■ Problem to solve ■
Arrange the records below, from the line with "Task: put a single marker on each instance of the appam" through the end of the records, as a two-column CSV headed task_text and answer. Give one row per task with its answer, putting each in a single quoted field and replacing line breaks with spaces.

[Records taken from a collection]
• • •
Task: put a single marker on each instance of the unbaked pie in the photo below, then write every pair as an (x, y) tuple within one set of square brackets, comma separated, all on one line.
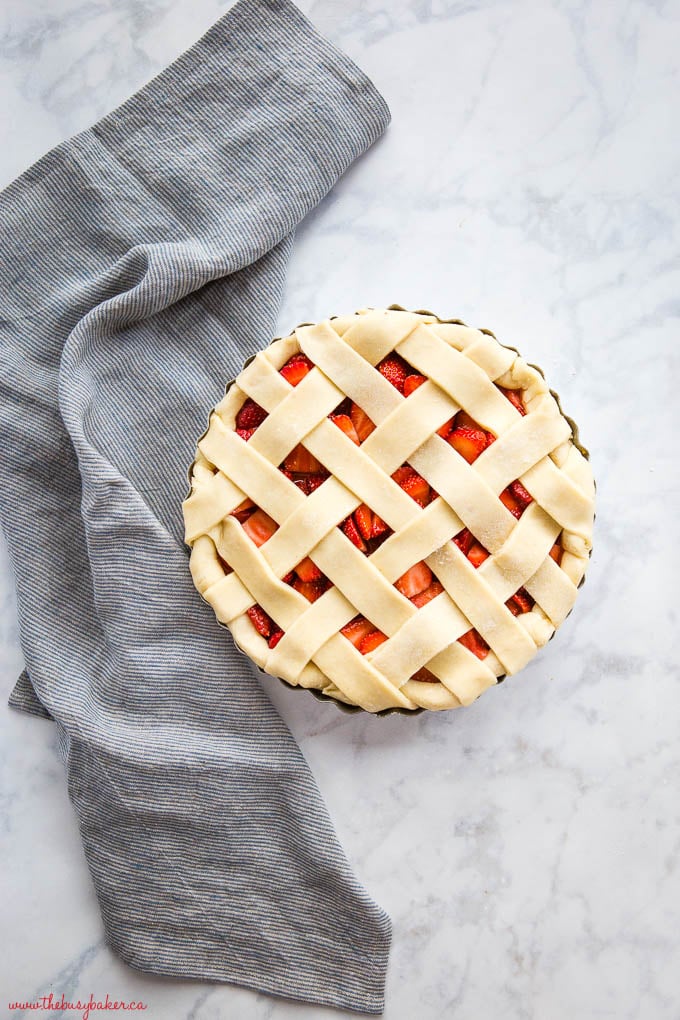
[(389, 508)]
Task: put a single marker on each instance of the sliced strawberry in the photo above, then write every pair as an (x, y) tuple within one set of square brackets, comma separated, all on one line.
[(364, 520), (412, 383), (556, 553), (516, 498), (395, 370), (515, 398), (260, 620), (464, 541), (477, 554), (345, 424), (302, 462), (520, 492), (378, 526), (475, 644), (243, 511), (415, 580), (430, 593), (402, 473), (357, 629), (416, 487), (521, 602), (312, 481), (275, 638), (350, 528), (345, 407), (372, 641), (468, 442), (259, 527), (464, 420), (312, 590), (251, 415), (296, 368), (424, 676), (308, 570), (362, 423)]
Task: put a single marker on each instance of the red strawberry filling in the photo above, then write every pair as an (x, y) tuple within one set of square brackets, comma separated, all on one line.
[(364, 528)]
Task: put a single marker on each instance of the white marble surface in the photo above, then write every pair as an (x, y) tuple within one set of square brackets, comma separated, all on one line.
[(527, 848)]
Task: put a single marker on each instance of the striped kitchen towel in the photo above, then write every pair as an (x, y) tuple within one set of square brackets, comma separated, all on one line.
[(143, 261)]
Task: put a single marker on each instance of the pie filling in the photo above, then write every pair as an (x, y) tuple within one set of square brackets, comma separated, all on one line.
[(364, 527)]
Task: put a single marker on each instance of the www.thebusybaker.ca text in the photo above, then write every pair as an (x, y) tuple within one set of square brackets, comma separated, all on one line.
[(85, 1008)]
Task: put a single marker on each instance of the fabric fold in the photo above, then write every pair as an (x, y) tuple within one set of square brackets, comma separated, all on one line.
[(145, 260)]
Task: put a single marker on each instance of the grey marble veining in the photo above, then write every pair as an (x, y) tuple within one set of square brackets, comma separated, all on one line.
[(527, 848)]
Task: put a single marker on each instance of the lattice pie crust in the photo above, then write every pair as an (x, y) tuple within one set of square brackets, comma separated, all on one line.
[(461, 366)]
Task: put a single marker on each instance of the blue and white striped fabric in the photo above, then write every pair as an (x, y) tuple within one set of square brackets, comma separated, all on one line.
[(143, 261)]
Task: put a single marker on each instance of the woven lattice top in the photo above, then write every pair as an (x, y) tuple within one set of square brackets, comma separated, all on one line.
[(512, 597)]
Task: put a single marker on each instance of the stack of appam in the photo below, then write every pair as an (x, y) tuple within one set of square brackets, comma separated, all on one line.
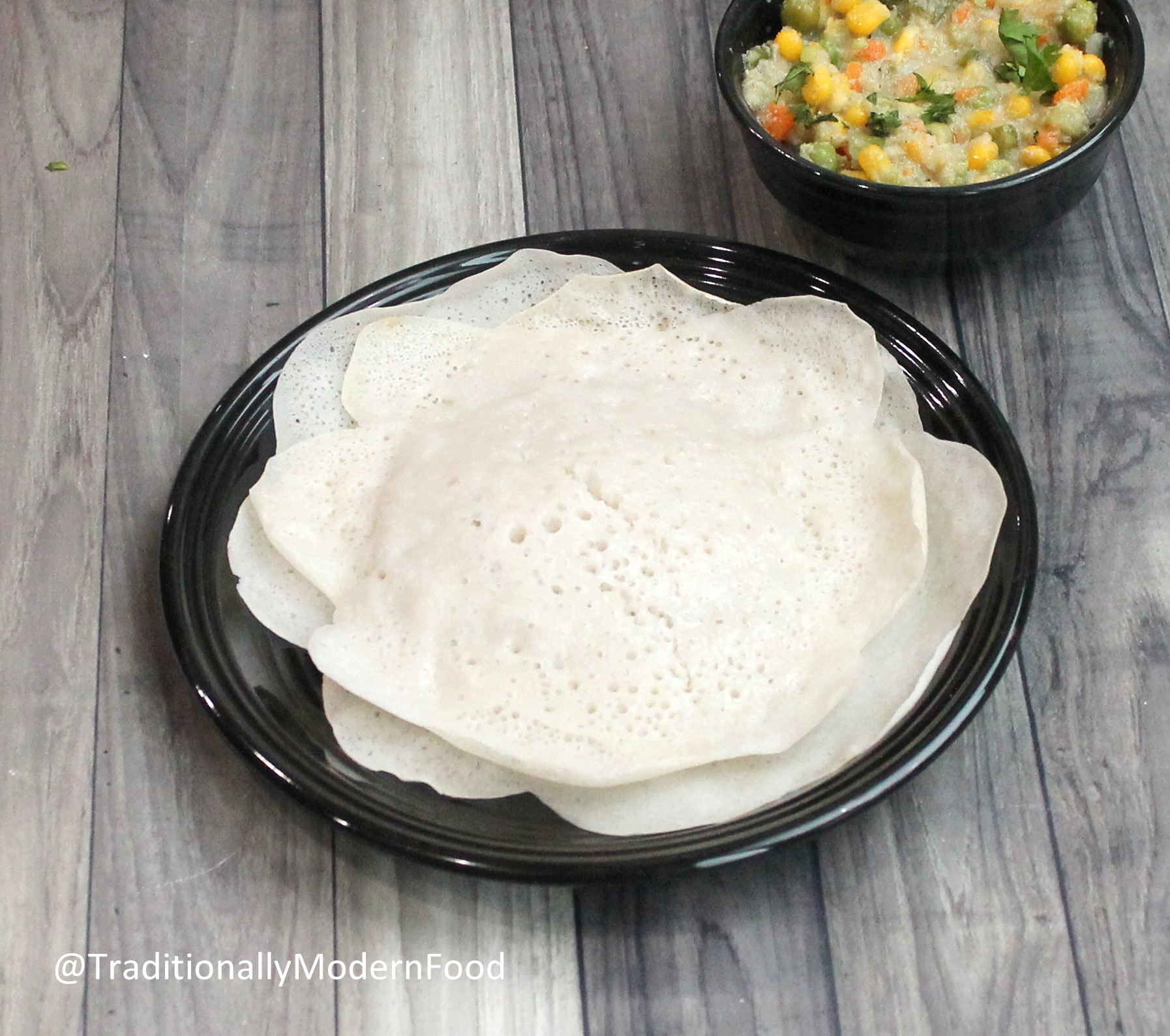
[(653, 557)]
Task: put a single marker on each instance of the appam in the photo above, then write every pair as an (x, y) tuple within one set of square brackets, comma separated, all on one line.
[(263, 697), (307, 402)]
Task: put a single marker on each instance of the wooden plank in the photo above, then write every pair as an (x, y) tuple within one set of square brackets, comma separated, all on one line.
[(219, 253), (421, 153), (943, 902), (1146, 140), (603, 147), (59, 91), (1074, 336), (730, 952), (400, 911), (418, 164), (617, 131)]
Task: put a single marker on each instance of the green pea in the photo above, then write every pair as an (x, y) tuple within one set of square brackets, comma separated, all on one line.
[(1079, 22), (1005, 137), (823, 153), (804, 16)]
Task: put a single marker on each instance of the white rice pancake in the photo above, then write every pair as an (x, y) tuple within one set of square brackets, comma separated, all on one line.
[(308, 402), (378, 741), (404, 363), (315, 502), (965, 505), (274, 591), (712, 533), (648, 299), (899, 408)]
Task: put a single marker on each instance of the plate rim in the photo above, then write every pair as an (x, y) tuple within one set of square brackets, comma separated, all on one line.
[(693, 847)]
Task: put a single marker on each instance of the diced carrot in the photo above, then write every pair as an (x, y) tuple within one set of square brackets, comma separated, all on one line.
[(1075, 90), (1047, 138), (777, 121)]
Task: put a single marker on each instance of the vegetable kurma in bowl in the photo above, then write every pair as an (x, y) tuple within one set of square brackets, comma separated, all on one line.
[(929, 129)]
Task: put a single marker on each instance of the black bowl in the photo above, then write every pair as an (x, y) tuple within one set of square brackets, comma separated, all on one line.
[(925, 226), (266, 695)]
• • •
■ Written response ■
task_text,answer
"Task: put a single marker on each instance of the appam in the photo above, then write every pair as an (x, y) tuple within one set of square brackets, comma separated, all on one line.","[(263, 697), (307, 402)]"
"Task: put a single marker on each instance of the wooden plank in the photo above, then write every pair as an (x, y) tuple within one set of square brackets, comma separated, all on one line.","[(219, 253), (421, 153), (943, 902), (1146, 140), (603, 147), (59, 91), (1074, 336), (730, 952), (400, 911), (418, 164), (617, 131)]"
"Task: put a single marker on each instance of the green pea in the photo above, then write every pair as an (x, y) tuple within one set of square brackets, comma separated, all on one line.","[(1079, 22), (1005, 137), (823, 153), (804, 16)]"
"Task: put a single marker on each instance of the white rice pancake in the photo above, then write every pair as an (x, y) tuple within one set of square brackets, comma separated, all on one line.","[(308, 402), (378, 741), (404, 363), (315, 502), (965, 505), (274, 591), (712, 533), (648, 299), (899, 408)]"
"Task: put a single marker on each instance of the plate rim in the photo above, then write every pair as an (x, y) tuple within one set of square brackets, comma separated, all on one line.","[(693, 847)]"
"Task: put a single marker on each instance of the diced carrot in the photo above, then write every pair as an (x, y) tuple within one set of square brackets, comma separated, all on one line.","[(1075, 90), (1047, 138), (777, 121)]"
"Task: put a single marker on each instance of the vegetable kurma in bowl in the photo above, then write every pair as an (x, y) tuple within one set of square brackets, comma separated, all on one line.","[(929, 129)]"
"Task: put a single marker on each instance of the black bowl in the photo above, then write every pair as an (x, y) tuple within one set of square brackets, comma separated, all on one line.","[(925, 226), (266, 695)]"